══ Input ══

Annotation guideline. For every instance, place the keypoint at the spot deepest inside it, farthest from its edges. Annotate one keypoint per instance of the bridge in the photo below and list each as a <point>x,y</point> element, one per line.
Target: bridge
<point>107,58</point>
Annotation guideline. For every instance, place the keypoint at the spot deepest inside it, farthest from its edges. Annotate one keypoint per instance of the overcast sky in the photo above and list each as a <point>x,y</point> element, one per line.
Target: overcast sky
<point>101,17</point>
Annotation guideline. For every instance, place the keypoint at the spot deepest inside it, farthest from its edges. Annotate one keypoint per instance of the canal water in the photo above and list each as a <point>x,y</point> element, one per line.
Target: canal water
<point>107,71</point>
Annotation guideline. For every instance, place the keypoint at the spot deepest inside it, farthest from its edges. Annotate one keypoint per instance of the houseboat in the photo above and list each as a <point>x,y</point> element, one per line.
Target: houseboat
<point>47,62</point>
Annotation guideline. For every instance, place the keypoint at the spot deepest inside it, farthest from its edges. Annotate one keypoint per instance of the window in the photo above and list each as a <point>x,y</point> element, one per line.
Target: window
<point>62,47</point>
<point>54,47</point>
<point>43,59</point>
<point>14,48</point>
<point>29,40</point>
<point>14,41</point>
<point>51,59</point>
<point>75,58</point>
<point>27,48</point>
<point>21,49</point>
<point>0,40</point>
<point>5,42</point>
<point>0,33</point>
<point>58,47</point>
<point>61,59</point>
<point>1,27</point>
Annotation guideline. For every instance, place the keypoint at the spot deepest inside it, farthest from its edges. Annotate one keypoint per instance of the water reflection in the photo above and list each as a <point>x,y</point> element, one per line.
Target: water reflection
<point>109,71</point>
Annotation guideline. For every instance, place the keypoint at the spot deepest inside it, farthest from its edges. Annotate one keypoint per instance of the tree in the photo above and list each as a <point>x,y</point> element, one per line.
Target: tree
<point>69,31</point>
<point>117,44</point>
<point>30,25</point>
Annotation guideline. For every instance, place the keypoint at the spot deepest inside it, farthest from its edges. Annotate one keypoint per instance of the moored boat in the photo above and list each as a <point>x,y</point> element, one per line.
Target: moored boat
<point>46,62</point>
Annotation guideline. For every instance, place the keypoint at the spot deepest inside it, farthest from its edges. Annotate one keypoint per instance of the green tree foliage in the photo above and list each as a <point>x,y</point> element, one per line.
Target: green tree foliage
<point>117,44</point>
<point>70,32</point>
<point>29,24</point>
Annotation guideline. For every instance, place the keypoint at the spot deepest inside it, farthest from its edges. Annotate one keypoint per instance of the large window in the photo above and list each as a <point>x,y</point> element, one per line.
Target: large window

═══

• _What is being asked_
Using the records above, list each line that includes "large".

• _Response box_
Annotation guideline. For every instance, place the keypoint at the spot deepest inside it, farthest from its edges. Annotate one keypoint per instance of the large window in the photo above and list each as a <point>x,y</point> element, one per line.
Target: large window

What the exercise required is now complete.